TASK DETAILS:
Format the data from the line containing "of the road" through the line containing "Target: road", both included, as a JSON list of strings with one string per line and blank lines left out.

GIVEN ENTRIES:
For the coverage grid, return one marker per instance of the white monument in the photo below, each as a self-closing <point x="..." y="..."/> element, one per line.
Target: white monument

* * *

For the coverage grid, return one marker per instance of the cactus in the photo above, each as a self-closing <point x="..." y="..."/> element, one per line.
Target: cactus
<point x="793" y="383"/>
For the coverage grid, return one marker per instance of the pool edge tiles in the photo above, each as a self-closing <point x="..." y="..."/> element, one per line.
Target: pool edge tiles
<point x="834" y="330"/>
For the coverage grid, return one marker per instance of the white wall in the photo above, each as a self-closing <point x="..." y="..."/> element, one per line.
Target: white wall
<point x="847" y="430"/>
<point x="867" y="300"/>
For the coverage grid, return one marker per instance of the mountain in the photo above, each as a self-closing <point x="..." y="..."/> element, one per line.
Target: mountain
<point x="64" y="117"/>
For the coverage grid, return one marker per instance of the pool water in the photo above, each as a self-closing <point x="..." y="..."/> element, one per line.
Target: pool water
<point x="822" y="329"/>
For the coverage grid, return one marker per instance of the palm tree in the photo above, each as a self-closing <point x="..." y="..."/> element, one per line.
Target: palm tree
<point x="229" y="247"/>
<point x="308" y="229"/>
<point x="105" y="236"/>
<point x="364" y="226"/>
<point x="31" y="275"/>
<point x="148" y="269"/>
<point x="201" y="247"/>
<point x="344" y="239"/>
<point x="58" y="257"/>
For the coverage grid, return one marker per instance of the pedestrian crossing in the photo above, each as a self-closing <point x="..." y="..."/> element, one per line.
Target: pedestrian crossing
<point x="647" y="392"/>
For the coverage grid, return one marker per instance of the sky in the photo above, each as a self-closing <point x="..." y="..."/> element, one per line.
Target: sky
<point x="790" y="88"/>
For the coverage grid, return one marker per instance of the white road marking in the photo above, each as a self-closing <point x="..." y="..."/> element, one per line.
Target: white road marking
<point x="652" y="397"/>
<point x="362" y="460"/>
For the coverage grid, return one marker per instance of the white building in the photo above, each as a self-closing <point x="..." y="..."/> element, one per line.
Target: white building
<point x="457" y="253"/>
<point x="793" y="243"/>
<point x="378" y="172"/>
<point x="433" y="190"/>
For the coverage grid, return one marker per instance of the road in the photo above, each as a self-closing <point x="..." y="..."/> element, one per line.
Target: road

--

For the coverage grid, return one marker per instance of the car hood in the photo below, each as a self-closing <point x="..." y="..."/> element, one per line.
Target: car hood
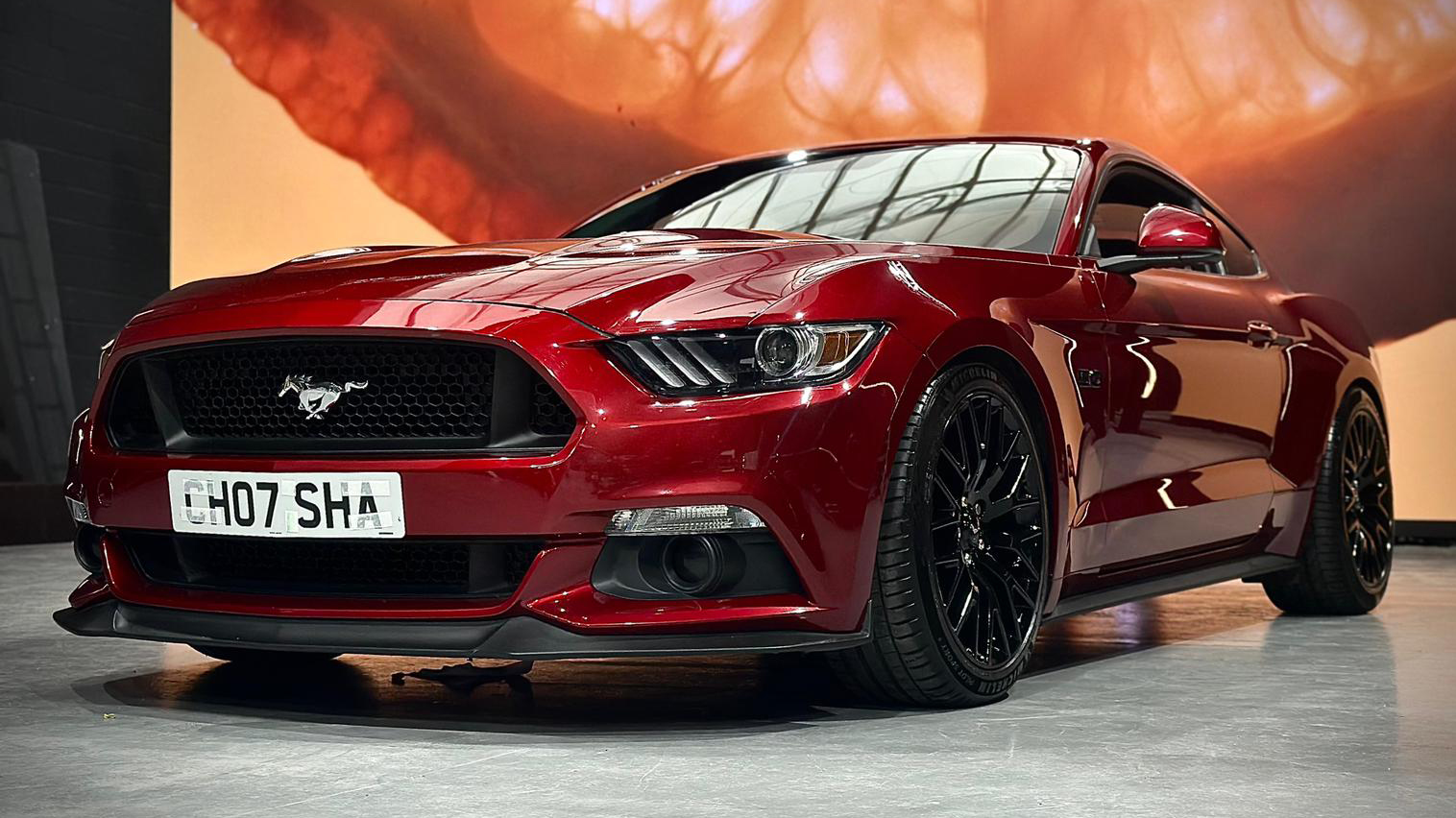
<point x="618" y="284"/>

RESPONSE:
[
  "For the coverage grid, return one marker per instance of the road in the photo above, each as a self-closing <point x=\"...\" y=\"...\"/> element, one per line.",
  "Target: road"
]